§ **What to produce**
Everything from the line that contains "pixel 197 805" to the end of the data below is to be reproduced verbatim; leave all else out.

§ **The records**
————————
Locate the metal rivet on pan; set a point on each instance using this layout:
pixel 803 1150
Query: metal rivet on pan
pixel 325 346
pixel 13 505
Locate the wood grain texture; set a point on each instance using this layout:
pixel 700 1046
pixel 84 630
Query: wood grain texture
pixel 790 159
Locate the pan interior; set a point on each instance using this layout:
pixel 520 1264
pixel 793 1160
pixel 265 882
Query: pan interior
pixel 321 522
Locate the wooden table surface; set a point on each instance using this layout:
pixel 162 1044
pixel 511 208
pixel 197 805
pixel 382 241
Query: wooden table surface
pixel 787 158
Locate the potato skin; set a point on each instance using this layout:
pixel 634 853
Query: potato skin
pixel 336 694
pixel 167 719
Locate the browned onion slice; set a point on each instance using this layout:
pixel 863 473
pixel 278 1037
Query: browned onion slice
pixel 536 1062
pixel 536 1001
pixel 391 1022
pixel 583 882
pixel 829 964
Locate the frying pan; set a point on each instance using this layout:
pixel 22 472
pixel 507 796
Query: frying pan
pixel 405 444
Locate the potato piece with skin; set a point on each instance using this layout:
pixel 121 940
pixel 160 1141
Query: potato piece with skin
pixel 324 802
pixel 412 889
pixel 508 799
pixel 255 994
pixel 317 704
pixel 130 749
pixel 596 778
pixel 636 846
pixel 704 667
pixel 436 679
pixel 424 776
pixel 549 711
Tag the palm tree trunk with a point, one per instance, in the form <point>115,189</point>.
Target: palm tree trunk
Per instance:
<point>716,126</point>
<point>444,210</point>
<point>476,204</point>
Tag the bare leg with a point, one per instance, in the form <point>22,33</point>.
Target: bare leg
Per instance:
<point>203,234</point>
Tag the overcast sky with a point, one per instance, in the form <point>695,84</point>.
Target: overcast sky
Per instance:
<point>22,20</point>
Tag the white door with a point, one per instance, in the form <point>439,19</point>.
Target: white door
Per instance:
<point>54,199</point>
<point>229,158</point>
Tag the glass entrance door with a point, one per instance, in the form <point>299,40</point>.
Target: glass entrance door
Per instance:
————————
§ **Result**
pixel 197 805
pixel 382 241
Query: wooden table surface
pixel 787 158
Locate the potato skin; set a point on each instance using this layout:
pixel 634 853
Query: potato skin
pixel 336 694
pixel 167 719
Locate the browned onion slice; set a point on each instance using this layout:
pixel 863 473
pixel 278 1037
Query: browned onion slice
pixel 536 1062
pixel 536 1001
pixel 391 1022
pixel 583 882
pixel 829 964
Locate the frying pan; set a point on each instance using this layout:
pixel 22 472
pixel 507 796
Query: frying pan
pixel 405 444
Locate the potato piece with skin; set a point on each instance using this layout:
pixel 121 940
pixel 160 1141
Query: potato piece with skin
pixel 324 802
pixel 412 889
pixel 508 799
pixel 255 994
pixel 317 704
pixel 130 749
pixel 596 778
pixel 636 846
pixel 704 667
pixel 436 679
pixel 424 776
pixel 549 711
Tag the palm tree trunk with a point, one per instance, in the form <point>115,189</point>.
Target: palm tree trunk
Per instance:
<point>716,126</point>
<point>444,210</point>
<point>476,204</point>
Tag the bare leg with a point, one per instance, in the form <point>22,33</point>.
Target: bare leg
Per instance:
<point>203,234</point>
Tag the overcast sky with a point, one per instance, in the form <point>695,84</point>.
Target: overcast sky
Per instance:
<point>22,20</point>
Tag the white door with a point, one per instance, in the form <point>439,19</point>.
Target: white door
Per instance:
<point>54,199</point>
<point>229,158</point>
Tag the glass entrance door with a point, one per instance, in the form <point>299,40</point>.
Target: glass entrance door
Per instance:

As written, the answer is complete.